++++ RECORDS ++++
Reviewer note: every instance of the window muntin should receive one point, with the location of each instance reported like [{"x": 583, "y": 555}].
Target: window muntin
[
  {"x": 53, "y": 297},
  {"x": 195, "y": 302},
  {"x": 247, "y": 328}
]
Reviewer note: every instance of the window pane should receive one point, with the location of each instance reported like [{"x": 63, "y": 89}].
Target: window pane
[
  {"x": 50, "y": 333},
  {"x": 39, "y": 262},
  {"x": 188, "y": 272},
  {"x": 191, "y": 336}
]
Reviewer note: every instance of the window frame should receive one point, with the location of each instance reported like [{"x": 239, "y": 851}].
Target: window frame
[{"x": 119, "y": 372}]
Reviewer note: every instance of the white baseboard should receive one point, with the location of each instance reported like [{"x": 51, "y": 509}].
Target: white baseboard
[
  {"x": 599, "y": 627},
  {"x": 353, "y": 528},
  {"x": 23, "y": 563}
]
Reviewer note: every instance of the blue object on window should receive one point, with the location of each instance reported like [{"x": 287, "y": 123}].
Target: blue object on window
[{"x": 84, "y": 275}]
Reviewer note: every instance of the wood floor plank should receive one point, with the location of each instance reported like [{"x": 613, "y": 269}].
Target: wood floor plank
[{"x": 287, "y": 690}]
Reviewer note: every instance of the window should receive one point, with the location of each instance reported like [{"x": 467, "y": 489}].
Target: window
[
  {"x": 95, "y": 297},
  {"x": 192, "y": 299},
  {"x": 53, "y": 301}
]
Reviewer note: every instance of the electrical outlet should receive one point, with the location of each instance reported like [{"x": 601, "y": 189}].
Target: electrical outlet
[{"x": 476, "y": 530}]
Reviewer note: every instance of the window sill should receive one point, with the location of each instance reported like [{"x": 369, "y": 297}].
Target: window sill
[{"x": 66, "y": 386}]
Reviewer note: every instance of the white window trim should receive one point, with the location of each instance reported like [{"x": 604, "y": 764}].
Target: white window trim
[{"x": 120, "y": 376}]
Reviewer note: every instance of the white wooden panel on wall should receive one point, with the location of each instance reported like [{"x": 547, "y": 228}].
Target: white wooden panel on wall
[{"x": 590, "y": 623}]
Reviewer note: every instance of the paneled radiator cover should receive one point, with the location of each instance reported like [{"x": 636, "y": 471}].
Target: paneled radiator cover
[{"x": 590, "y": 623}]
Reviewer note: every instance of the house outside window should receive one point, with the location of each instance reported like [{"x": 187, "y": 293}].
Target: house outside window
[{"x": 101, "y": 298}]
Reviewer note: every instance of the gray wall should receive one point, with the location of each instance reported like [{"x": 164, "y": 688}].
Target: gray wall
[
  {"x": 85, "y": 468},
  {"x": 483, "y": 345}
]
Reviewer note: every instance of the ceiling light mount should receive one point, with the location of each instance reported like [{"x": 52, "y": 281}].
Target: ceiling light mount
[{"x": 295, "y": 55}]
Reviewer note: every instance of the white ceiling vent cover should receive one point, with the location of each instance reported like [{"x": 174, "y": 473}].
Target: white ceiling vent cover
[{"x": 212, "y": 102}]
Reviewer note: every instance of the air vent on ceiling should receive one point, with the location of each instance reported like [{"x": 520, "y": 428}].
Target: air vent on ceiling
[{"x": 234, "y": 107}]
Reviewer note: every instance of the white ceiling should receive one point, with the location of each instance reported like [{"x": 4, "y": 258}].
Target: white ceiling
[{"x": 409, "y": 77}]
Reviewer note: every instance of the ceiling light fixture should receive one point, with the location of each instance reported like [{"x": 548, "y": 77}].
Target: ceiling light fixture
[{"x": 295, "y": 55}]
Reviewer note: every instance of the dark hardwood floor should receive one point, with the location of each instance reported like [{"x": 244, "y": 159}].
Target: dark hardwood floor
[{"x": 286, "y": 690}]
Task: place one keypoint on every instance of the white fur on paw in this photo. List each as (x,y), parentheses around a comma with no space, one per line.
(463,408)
++++
++++ RECORDS ++++
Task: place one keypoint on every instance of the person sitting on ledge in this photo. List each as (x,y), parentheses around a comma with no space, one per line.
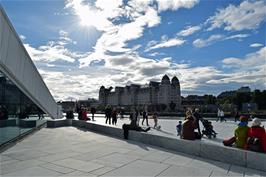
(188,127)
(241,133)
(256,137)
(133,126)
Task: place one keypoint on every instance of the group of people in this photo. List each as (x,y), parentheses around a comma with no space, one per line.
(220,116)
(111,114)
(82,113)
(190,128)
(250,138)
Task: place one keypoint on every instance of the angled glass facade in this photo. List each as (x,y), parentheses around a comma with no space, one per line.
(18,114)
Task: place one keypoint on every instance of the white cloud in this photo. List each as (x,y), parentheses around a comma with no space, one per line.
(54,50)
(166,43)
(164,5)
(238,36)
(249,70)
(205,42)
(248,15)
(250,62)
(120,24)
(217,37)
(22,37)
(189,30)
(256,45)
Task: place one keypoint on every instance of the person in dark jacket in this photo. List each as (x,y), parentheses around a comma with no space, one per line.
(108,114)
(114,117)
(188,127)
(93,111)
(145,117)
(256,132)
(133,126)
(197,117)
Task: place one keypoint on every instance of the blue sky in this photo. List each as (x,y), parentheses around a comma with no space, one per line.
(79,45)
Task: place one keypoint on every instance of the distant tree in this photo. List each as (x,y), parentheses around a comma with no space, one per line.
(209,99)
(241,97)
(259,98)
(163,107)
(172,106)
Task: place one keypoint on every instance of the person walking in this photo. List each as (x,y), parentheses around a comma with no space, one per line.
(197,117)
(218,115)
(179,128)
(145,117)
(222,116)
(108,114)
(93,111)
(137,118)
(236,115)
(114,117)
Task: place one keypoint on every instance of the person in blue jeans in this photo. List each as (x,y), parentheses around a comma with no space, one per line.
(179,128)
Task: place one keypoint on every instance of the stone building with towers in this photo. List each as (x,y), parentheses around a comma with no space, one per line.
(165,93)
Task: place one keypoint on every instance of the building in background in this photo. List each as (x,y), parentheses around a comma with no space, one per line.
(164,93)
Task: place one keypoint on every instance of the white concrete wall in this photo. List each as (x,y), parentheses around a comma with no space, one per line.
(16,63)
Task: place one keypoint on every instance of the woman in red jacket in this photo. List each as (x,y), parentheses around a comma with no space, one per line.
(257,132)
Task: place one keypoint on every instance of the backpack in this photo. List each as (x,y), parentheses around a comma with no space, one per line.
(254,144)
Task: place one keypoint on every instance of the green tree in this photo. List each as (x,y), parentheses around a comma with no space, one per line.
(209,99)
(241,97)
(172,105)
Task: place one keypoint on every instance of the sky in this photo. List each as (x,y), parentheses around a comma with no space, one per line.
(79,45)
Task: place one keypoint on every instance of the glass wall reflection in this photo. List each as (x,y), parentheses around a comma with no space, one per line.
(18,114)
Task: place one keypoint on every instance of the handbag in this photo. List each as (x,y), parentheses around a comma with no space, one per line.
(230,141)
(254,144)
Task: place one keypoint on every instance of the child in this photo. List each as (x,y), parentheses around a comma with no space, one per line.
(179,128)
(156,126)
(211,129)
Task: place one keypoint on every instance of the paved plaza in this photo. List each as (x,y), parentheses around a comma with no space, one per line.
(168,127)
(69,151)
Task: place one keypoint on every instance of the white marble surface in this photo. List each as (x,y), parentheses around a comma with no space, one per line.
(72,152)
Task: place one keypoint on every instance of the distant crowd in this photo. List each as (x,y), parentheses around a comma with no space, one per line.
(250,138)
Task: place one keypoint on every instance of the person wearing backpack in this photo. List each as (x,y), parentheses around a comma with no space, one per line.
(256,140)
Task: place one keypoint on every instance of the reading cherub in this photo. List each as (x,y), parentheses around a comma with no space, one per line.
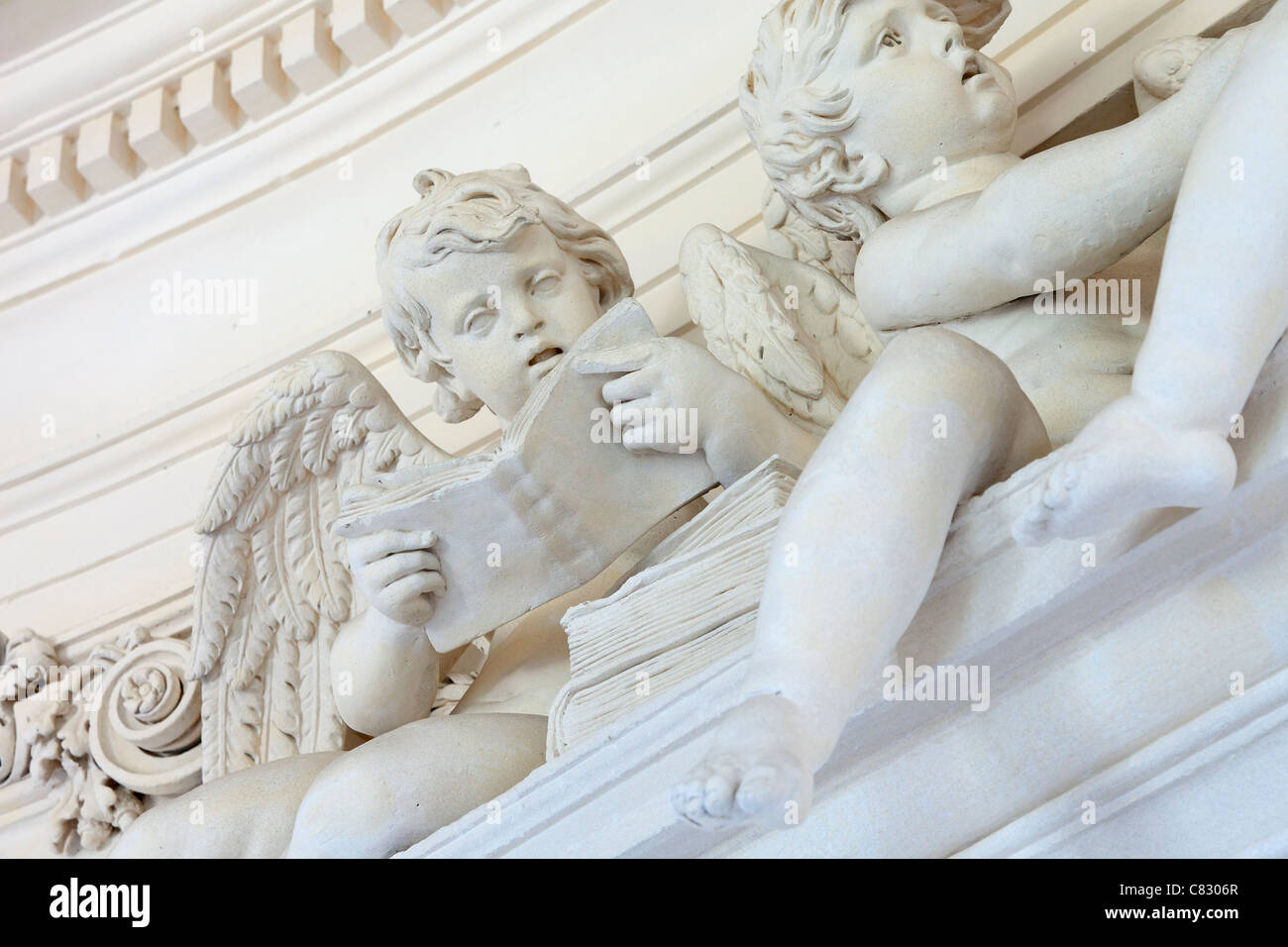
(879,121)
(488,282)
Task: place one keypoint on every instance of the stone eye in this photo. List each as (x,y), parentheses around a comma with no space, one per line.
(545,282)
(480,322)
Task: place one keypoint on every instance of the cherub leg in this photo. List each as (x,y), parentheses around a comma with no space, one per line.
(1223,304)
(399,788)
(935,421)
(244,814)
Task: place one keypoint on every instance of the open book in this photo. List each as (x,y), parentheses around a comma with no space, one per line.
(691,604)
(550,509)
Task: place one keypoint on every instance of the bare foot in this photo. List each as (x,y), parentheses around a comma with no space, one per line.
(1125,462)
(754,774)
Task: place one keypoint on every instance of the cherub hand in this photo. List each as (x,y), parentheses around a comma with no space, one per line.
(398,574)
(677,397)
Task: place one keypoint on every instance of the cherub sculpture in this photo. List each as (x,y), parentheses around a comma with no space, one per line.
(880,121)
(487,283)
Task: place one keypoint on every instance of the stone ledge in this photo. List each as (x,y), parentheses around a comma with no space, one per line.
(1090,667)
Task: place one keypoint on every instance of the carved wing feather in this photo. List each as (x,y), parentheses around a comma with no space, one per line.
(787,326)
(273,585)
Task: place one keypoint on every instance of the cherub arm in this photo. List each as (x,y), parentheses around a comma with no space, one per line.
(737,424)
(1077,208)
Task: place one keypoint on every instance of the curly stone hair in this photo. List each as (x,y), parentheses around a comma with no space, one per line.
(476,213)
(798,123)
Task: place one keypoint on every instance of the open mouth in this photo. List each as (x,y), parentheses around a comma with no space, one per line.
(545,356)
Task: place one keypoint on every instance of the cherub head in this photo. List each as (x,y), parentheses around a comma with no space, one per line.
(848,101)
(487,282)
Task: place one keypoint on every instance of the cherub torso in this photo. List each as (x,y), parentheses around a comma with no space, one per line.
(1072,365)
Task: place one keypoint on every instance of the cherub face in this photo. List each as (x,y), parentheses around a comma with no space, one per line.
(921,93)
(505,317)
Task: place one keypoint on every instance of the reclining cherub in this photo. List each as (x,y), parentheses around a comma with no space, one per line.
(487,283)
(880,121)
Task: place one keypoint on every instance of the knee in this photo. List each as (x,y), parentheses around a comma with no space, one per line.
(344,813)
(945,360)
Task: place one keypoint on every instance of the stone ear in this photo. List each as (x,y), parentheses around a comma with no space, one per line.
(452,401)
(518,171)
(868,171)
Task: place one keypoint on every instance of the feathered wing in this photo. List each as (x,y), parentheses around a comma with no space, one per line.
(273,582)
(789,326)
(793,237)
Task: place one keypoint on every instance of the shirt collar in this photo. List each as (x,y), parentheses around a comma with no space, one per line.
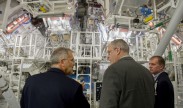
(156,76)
++++
## [TASK DETAILS]
Please reproduce exactly the lines in the listing above from the one containing "Target: window pane" through the one containing "Reviewer note: every instance of the window frame", both included, and nothing more.

## [WRITTEN RESPONSE]
Target: window pane
[
  {"x": 50, "y": 333},
  {"x": 39, "y": 262},
  {"x": 188, "y": 272},
  {"x": 191, "y": 336}
]
Reviewer note: every instance of the window frame should receive one point, with the location of each instance reported like [{"x": 239, "y": 851}].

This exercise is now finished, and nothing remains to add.